**DOCUMENT EXCERPT:**
<<<<

Return to Transcripts main page


Esper: We're Prepared For The Worst But Hope Iran De-escalates; Pentagon Letter Suggesting Iraq Troop Withdrawal A "Mistake"; Rep. Ruben Gallego (D-AZ) Discusses Upcoming Briefing Of Gang Of Eight On Soleimani Death, How To De-Escalate U.S./Iran Tensions; Iran Crisis Forces Foreign Policy Onto Campaign Trail; Trump Press Conference With Greece P.M. Talks Iran. Aired 2:30-3p ET

Aired January 7, 2020 - 14:30   ET



CHRISTIANE AMANPOUR, CNN INTERNATIONAL ANCHOR: And these unseen demonstrations of power that have rallied around a flag.


But also somebody who they were protesting against a few weeks ago.

So they have sent a message and the Iranian leaders are going to have to respond in some way. The question is whether there can be any sort of de-escalation.

BROOKE BALDWIN, CNN HOST: Is the question. And he said it's up to Tehran, they could de-escalate. Send us a back-channel message and say they want to talk. But it sounds, according to the foreign minister, according to Fred, they plan on retaliating. The big question is, how.

Christiane, I want to thank you.


BALDWIN: Exactly.

Barbara Starr was in that briefing. She asked two excellent questions of the secretary of defense.

So, Barbara, I jotted down -- you asked about, you know, does the U.S. have the obligation to de-escalate. And if you were given an order by the commander-in-chief, by this president, as we have been talking, as he's been talking potentially about hitting cultural sites, you know, would you be willing to resign if you were asked to break the law in doing so.

What did you make of his answers to you?

BARBARA STARR, CNN PENTAGON CORRESPONDENT: He made very clear that it's Iran's responsibility, the ball in their court, to de-escalate the situation. Iran clearly, you know, not feeling the same way.

It was part of the reason, as Christiane and Fred said, for this briefing, to send a message to Iran.

The secretary said, how could they de-escalate. They could make clear they were willing to sit down with the United States to talk about any preconditions. Nothing about the nuclear agreement, none of that. Sit down and talk without preconditions. That may or may not happen any time soon.

It's not looking like it right now. Because the secretary does say for the first time he pinned it down and said, this threat, this imminent threat was possibly in a matter of days.

And that's the first time we have quite heard it narrowed down to that. Until now, it was days or weeks. So it's very interesting he narrowed that down.

And he said that the U.S. continues to expect Iran to retaliate. We know that, you know, overnight, the U.S. was quite concerned that there might be a drone threat, an imminent drone threat against several U.S. locations in the Middle East.

This is a situation that, you know, is becoming very clear. It will last for some time. It will ebb and flow. They'll get intelligence that indicates that threats are on the rise, they'll react to that. And maybe those threats materialize. Hopefully, they do not.

So we're a long way away really from seeing a clear road ahead at this point I think.

BALDWIN: Barbara, thank you so much for jumping on after that briefing.

>>>>

**WHAT IS EXPECTED:**
Continue the broadcast transcript on U.S.-Iran tensions, picking up after its final line.

**INFORMATION GIVEN:**
<<<<

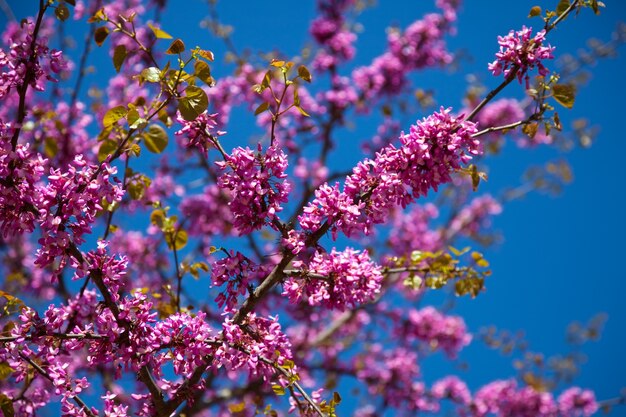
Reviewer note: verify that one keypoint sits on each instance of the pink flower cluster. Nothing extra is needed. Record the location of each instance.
(336, 280)
(21, 64)
(198, 132)
(111, 270)
(502, 398)
(20, 192)
(421, 45)
(238, 273)
(69, 205)
(330, 33)
(257, 194)
(520, 53)
(429, 153)
(249, 346)
(209, 212)
(393, 374)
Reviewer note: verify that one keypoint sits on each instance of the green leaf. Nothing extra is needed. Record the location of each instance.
(134, 120)
(119, 55)
(100, 35)
(202, 70)
(564, 94)
(563, 5)
(304, 73)
(208, 55)
(5, 371)
(237, 408)
(151, 74)
(160, 34)
(113, 115)
(62, 12)
(302, 112)
(155, 138)
(157, 218)
(278, 389)
(193, 104)
(530, 129)
(264, 106)
(6, 405)
(176, 47)
(107, 148)
(535, 11)
(50, 147)
(177, 239)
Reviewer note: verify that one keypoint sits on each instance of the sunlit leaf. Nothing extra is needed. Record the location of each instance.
(264, 106)
(278, 389)
(113, 115)
(535, 11)
(50, 147)
(304, 73)
(194, 103)
(237, 408)
(176, 47)
(62, 12)
(155, 138)
(177, 239)
(100, 35)
(202, 70)
(159, 33)
(119, 55)
(564, 94)
(107, 148)
(6, 405)
(151, 74)
(562, 6)
(157, 218)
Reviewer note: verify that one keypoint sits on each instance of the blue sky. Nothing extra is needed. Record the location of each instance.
(561, 257)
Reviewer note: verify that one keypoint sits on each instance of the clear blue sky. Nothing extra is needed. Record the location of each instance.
(561, 258)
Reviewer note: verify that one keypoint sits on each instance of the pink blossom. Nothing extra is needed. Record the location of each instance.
(521, 53)
(337, 280)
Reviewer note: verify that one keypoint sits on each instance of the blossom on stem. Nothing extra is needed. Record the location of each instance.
(336, 280)
(257, 193)
(520, 52)
(429, 153)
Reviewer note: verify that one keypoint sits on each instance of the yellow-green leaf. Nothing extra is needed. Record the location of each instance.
(237, 408)
(193, 104)
(113, 115)
(278, 389)
(50, 147)
(304, 73)
(535, 11)
(177, 239)
(157, 218)
(208, 55)
(119, 55)
(562, 6)
(176, 47)
(62, 12)
(107, 147)
(203, 72)
(159, 33)
(264, 106)
(564, 94)
(151, 74)
(155, 138)
(100, 35)
(6, 405)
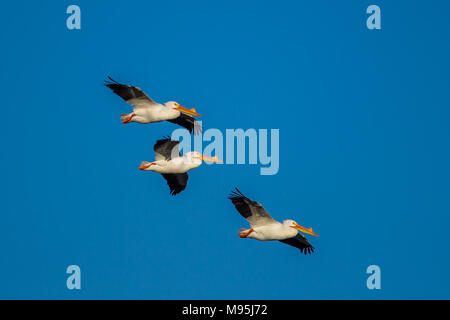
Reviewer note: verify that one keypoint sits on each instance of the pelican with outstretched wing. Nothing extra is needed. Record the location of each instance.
(172, 165)
(148, 111)
(264, 228)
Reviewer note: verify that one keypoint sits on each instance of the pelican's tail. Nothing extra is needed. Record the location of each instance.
(126, 117)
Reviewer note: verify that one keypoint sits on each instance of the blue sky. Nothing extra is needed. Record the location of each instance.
(363, 151)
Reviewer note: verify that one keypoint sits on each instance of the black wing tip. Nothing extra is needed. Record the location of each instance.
(307, 250)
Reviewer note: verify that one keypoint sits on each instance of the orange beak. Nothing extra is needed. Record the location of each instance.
(191, 112)
(305, 230)
(144, 165)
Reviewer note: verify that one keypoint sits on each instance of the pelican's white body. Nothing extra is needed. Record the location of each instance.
(272, 231)
(153, 113)
(176, 165)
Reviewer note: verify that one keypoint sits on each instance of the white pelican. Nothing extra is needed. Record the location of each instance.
(146, 110)
(172, 165)
(265, 228)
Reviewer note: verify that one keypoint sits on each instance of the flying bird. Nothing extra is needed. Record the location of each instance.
(172, 165)
(264, 228)
(148, 111)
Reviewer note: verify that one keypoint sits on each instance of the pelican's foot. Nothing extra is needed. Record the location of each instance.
(245, 234)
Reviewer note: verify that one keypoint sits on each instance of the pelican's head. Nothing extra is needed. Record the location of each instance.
(196, 158)
(176, 106)
(296, 226)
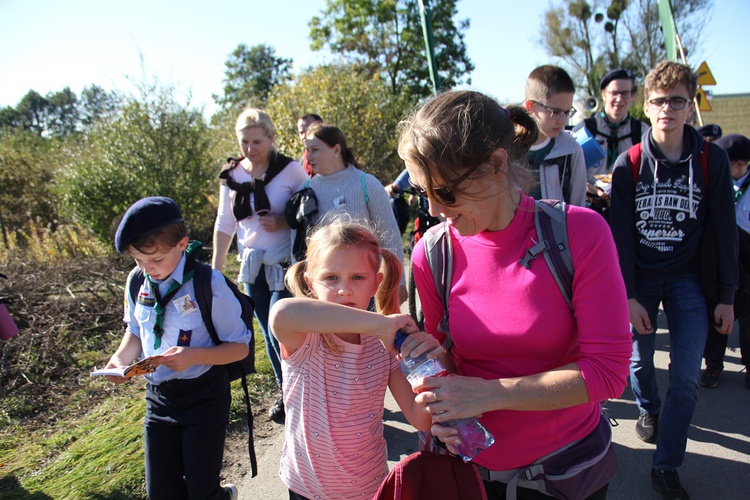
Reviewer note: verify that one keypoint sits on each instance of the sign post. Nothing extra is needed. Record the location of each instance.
(705, 77)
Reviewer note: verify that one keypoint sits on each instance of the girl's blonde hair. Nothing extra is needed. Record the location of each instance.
(252, 118)
(348, 234)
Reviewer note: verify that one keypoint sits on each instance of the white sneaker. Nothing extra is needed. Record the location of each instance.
(230, 491)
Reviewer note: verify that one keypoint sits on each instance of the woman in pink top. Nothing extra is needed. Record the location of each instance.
(533, 370)
(337, 363)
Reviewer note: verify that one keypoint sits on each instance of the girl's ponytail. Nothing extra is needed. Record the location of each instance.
(386, 298)
(294, 279)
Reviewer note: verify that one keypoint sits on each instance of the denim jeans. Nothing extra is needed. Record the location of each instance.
(687, 319)
(264, 300)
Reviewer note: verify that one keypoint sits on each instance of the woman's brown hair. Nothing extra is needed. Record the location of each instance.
(332, 135)
(459, 130)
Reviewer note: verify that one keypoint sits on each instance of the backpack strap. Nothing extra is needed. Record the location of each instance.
(364, 188)
(590, 124)
(703, 159)
(743, 187)
(205, 299)
(550, 218)
(636, 130)
(634, 160)
(438, 249)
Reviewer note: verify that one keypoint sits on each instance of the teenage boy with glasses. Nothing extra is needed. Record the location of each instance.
(663, 213)
(613, 128)
(556, 159)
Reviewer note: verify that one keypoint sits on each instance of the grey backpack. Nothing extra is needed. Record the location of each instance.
(550, 218)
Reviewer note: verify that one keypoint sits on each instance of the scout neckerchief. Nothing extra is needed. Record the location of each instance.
(241, 207)
(191, 254)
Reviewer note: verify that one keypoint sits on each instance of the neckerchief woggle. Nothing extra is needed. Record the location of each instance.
(160, 306)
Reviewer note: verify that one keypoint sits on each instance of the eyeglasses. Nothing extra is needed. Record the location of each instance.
(675, 103)
(444, 194)
(622, 94)
(557, 114)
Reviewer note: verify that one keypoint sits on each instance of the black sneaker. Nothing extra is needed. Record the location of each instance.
(646, 427)
(668, 484)
(710, 377)
(276, 412)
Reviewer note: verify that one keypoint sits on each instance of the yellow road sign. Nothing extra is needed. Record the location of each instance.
(704, 75)
(703, 103)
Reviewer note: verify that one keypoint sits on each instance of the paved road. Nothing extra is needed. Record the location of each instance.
(717, 465)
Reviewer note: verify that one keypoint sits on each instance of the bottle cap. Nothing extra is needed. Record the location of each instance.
(399, 340)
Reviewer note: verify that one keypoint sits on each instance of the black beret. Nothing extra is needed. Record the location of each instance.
(616, 74)
(710, 130)
(737, 146)
(144, 217)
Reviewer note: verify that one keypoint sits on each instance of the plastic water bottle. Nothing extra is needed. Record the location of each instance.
(474, 436)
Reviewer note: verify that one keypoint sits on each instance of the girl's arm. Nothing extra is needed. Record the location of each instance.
(404, 396)
(291, 319)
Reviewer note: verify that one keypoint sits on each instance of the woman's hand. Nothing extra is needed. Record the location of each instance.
(419, 343)
(455, 396)
(273, 223)
(394, 323)
(447, 435)
(115, 363)
(639, 318)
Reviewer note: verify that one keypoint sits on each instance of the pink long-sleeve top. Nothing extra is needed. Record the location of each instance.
(509, 321)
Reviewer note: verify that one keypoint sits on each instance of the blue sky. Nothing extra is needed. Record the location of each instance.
(46, 45)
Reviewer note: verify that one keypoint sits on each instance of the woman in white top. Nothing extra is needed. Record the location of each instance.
(252, 196)
(341, 187)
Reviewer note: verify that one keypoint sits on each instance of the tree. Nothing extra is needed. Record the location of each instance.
(33, 112)
(343, 94)
(62, 113)
(386, 37)
(96, 104)
(251, 74)
(155, 146)
(594, 37)
(27, 177)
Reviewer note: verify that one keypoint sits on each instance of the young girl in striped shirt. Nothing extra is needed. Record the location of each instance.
(337, 360)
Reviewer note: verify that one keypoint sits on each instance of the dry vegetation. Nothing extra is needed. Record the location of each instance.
(732, 114)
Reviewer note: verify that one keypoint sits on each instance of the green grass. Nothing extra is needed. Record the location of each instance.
(98, 455)
(95, 451)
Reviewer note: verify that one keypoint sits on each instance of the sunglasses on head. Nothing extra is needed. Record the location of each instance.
(444, 194)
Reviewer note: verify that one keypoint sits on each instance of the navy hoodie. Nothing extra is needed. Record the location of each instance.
(657, 221)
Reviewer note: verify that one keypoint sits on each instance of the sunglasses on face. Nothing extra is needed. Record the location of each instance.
(557, 114)
(675, 103)
(444, 195)
(623, 94)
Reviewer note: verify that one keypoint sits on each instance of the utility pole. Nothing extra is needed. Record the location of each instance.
(426, 14)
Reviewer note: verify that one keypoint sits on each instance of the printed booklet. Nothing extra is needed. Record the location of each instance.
(140, 368)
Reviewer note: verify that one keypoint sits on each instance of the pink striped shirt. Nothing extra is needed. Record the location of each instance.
(334, 445)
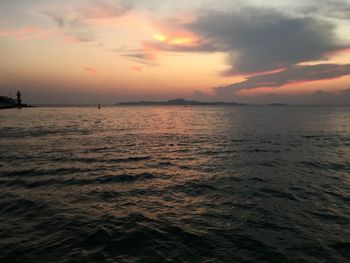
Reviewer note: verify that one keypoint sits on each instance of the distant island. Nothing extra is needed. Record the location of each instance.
(8, 103)
(178, 102)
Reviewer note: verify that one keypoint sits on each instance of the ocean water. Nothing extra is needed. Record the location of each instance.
(175, 184)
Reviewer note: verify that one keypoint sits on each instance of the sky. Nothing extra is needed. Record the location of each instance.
(108, 51)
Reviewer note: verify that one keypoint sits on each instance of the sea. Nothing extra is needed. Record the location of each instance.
(175, 184)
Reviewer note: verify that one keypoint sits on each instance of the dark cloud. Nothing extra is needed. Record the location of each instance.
(339, 9)
(258, 39)
(291, 75)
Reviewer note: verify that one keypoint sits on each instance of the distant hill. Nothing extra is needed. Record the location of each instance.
(180, 102)
(6, 102)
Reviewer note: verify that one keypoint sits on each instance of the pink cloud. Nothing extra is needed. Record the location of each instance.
(137, 68)
(25, 33)
(92, 71)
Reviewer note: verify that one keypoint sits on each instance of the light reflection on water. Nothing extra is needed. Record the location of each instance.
(157, 184)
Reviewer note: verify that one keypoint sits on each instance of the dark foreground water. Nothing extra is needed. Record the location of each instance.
(173, 184)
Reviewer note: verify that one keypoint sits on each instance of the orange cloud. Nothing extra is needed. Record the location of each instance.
(92, 71)
(137, 68)
(25, 33)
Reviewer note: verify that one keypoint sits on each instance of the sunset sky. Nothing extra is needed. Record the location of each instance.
(106, 51)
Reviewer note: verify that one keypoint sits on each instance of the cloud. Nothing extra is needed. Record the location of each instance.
(73, 29)
(91, 70)
(339, 9)
(258, 39)
(291, 75)
(25, 33)
(76, 25)
(104, 9)
(137, 68)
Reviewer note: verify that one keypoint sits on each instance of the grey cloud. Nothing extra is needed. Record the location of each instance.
(339, 9)
(289, 76)
(77, 25)
(103, 9)
(258, 39)
(141, 57)
(73, 27)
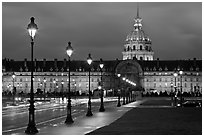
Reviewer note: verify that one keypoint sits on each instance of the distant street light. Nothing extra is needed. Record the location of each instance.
(13, 76)
(102, 109)
(69, 119)
(89, 61)
(31, 129)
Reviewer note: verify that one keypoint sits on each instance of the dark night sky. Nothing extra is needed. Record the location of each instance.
(100, 29)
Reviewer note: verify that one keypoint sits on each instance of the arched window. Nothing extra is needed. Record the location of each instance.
(128, 48)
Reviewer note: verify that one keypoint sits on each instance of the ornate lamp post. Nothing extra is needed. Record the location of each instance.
(69, 119)
(171, 93)
(181, 73)
(31, 129)
(44, 80)
(13, 76)
(124, 79)
(118, 105)
(54, 82)
(89, 113)
(62, 91)
(102, 109)
(175, 75)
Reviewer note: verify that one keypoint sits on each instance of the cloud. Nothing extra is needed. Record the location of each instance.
(101, 28)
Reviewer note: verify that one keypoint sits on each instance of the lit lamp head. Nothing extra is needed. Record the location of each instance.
(89, 59)
(99, 87)
(54, 81)
(101, 63)
(44, 80)
(32, 28)
(13, 75)
(180, 72)
(69, 49)
(118, 75)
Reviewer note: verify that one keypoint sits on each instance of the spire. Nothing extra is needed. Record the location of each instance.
(137, 10)
(138, 20)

>>>>

**OUTPUT OF THE EXERCISE:**
Now to Iraq and Arwa Damon, who is live there.

And we're talking about how the secretary of defense wouldn't say if the U.S. would withdraw from Iraq if asked to.

ARWA DAMON, CNN SENIOR INTERNATIONAL CORRESPONDENT: Look, there's so much confusion here right now because of the letter that was sent that initially was taken by the Iraqi government to mean that the U.S. was, in fact, beginning its withdrawal.

We heard from the prime minister. addressing the cabinet. We got one draft of the letter and the text of the translations did not match up. So we sent it back and then it was sent back to us once again.

He's trying to make the point that he doesn't quite understand how this all happened somehow by accident. And then he says after they notified the relevant departments within the Iraqi government and the security forces. They also notified the Iraqi embassy in D.C. That, all of a sudden, four to five hours later, they hear this is a mistake.

They said, how are we supposed to take anything seriously moving forward. Any time we get a notification, are we supposed to call the Americans and double check it's OK?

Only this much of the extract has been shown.